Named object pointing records

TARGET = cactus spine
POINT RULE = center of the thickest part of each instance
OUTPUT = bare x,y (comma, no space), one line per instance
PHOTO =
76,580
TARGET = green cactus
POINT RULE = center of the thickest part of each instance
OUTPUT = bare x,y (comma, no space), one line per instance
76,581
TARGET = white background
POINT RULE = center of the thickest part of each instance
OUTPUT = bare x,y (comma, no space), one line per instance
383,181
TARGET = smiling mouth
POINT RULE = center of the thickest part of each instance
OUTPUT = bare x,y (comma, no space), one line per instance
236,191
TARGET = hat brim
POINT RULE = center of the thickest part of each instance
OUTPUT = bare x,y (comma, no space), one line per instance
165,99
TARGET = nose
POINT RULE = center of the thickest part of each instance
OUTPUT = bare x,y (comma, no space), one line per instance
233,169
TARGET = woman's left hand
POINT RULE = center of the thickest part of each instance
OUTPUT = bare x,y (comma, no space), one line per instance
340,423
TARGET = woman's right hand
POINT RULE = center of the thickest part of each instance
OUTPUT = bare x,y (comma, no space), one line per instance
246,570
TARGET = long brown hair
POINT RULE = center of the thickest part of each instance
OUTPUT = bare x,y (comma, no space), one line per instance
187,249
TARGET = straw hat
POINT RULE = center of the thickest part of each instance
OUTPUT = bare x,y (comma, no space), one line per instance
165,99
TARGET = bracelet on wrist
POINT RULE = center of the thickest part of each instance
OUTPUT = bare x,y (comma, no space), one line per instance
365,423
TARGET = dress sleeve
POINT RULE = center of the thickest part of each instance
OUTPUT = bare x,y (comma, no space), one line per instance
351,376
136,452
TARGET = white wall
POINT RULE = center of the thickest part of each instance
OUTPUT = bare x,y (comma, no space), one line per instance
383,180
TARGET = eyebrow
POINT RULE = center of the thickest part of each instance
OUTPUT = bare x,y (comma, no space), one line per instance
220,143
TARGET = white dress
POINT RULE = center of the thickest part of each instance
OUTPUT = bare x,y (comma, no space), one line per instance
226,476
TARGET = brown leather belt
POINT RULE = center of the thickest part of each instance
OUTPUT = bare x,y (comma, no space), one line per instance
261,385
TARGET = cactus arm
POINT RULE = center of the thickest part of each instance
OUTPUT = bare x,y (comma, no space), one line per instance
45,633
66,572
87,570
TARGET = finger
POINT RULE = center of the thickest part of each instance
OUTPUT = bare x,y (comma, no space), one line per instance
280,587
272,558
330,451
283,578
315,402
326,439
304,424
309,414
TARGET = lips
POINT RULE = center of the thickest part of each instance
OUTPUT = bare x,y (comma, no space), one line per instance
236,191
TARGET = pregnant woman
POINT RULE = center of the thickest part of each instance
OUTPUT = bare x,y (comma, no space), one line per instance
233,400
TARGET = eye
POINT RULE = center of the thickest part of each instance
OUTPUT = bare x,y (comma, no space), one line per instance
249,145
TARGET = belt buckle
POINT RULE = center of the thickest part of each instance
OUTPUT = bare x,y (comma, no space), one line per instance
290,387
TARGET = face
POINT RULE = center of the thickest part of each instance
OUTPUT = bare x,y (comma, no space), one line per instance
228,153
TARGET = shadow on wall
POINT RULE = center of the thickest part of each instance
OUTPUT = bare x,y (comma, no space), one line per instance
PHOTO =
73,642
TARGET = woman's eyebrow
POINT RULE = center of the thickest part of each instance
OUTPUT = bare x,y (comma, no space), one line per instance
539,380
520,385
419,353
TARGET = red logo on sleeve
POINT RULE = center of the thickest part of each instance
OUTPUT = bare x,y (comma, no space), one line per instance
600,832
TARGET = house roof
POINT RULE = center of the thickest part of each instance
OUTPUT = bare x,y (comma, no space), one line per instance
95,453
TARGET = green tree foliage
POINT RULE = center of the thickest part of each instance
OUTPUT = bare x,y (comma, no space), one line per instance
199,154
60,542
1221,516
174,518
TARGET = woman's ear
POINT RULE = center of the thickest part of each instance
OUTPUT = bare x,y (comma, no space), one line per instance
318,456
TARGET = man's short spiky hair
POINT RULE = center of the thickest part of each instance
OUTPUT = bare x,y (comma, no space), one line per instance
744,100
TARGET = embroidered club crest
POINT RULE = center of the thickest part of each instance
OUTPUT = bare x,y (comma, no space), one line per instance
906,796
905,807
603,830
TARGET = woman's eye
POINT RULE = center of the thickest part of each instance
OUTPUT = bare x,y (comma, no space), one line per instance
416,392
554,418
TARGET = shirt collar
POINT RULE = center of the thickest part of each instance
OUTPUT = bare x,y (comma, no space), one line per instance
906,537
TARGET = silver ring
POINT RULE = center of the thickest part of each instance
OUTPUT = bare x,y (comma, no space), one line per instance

- _WRITTEN EXERCISE_: Copy all of the records above word for word, keeping every line in its original order.

- _RESULT OF THIS EXERCISE_:
TARGET = cactus spine
POINT RULE = center of the thickest part of each instance
OUTPUT = bare x,y (comma, no space), one line per instance
PHOTO =
76,580
TARGET = green cactus
POINT RULE = center of the thickest part of each instance
OUTPUT = bare x,y (comma, no space), one line per instance
76,581
TARGET = white background
POINT RULE = center of the thickest part of each instance
OUTPUT = bare x,y (comma, no space), one line per instance
383,181
TARGET = smiling mouth
POINT RULE = center of the thickest part of each instance
OUTPUT = bare x,y (comma, no space), one line per instance
236,191
TARGET = hat brim
POINT RULE = center of the thickest part of each instance
OUTPUT = bare x,y (comma, no space), one line per instance
165,99
TARGET = nose
POINT RULE = center of the thickest part of each instance
OUTPUT = bare x,y (comma, no space), one line per instance
233,169
TARGET = woman's left hand
POINT RULE = center of the thickest part of each instance
OUTPUT = bare x,y (comma, no space), one line per instance
340,423
TARGET = woman's right hand
POINT RULE = center of the thickest part of each instance
OUTPUT = bare x,y (comma, no space), one line per instance
246,570
TARGET = long brown hair
POINT RULE = center of the thickest part of each instance
OUTPUT = bare x,y (comma, no space), one line per instance
187,249
TARGET = straw hat
POINT RULE = center of the thickest part of each instance
OUTPUT = bare x,y (comma, no space), one line per instance
165,99
TARGET = bracelet on wrist
POINT RULE = center of the thickest part of each instance
OUTPUT = bare x,y (comma, no space), one line per instance
365,423
TARGET = dress sleeve
POINT RULE = center of the thickest part of each instance
OUTPUT = bare x,y (comma, no space), one line per instance
351,376
136,452
TARGET = white wall
POINT RULE = center of the thickest part of each instance
OUTPUT = bare x,y (comma, no space), one line per instance
383,180
TARGET = eyebrow
POINT RULE = center of the thickest part of each instance
OUTPUT = bare x,y (comma, no space), one line per instance
220,143
TARGET = white dress
POINT RULE = center of the thickest part of each instance
OUTPUT = bare x,y (comma, no space), one line per instance
226,476
TARGET = brown leather belt
POINT RULE = center of the thickest part of each instance
OUTPUT = bare x,y (comma, no space), one line per instance
261,385
TARGET = cactus arm
POINT RULE = center of the thickest part of each instance
OUTPUT = bare x,y (comma, no space), one line per instance
45,633
66,572
87,570
TARGET = finger
POINT RULE = center of the thickest part of each instance
OUTPUT = bare x,y (comma, no space), one line per instance
280,587
272,558
330,451
283,578
315,402
326,439
304,424
309,414
TARGET = lips
POINT RULE = center of the thickest part of each instance
OUTPUT = bare x,y (comma, no space), one line per instance
236,191
TARGET = pregnant woman
POINT RULE = center of the thickest part of each instance
OUTPUT = bare x,y (comma, no space), one line per instance
233,400
TARGET = eye
POINT RULE = center of the thickest part of each instance
OUTPUT = bare x,y (comma, no space), one line per instance
249,145
TARGET = belt buckle
POINT RULE = center of the thickest part of each instance
OUTPUT = bare x,y (comma, no space), one line per instance
290,387
TARGET = face
POINT RULE = center of the thickest part of each instance
OUTPUT = bare x,y (comma, no space), one line per instance
228,153
TARGET = shadow on wall
POINT RULE = center of the thickest part of each instance
OUTPUT = bare x,y (comma, no space), one line per instance
PHOTO =
73,642
TARGET = woman's eyebrow
POINT RULE = center of the thickest part of each instance
OUTPUT = bare x,y (comma, no space), one line per instance
539,380
520,385
419,353
TARGET = red logo on sleeve
POINT RULE = center of the thickest part of each instance
OUTPUT = bare x,y (comma, no space), one line per instance
600,832
TARGET = house roof
POINT RULE = center of the thickest part of each instance
OUTPUT = bare x,y (comma, no space), one line per instance
95,453
TARGET = green tree foliage
POINT RULE = center of the thickest part of each instance
OUTPUT = bare x,y (comma, no space), one line per instance
199,154
60,542
1221,516
174,518
TARGET = woman's ear
POINT RULE = center of the thickest part of each instance
OUTPUT = bare x,y (comma, no space), one line per instance
318,456
TARGET = man's short spiky hair
POINT RULE = center of the thickest part of each instance
OUTPUT = bare x,y (comma, no space), one line per instance
744,100
TARGET = embroidered club crest
POINT RULE = center of the thickest part of each instance
OUTPUT = bare x,y (comma, no space), one line per instance
906,796
905,807
603,830
TARGET = woman's eye
POINT RULE = center of the thickest part of each instance
OUTPUT = bare x,y (comma, no space), one line per instance
416,392
554,418
TARGET = shirt collar
POINT RULE = center of the thickest part of each instance
OUTPUT = bare x,y (comma, no space), one line per instance
906,537
TARGET = silver ring
POINT RULE = center of the thickest part of each instance
OUTPUT = bare x,y (comma, no space), one line per instance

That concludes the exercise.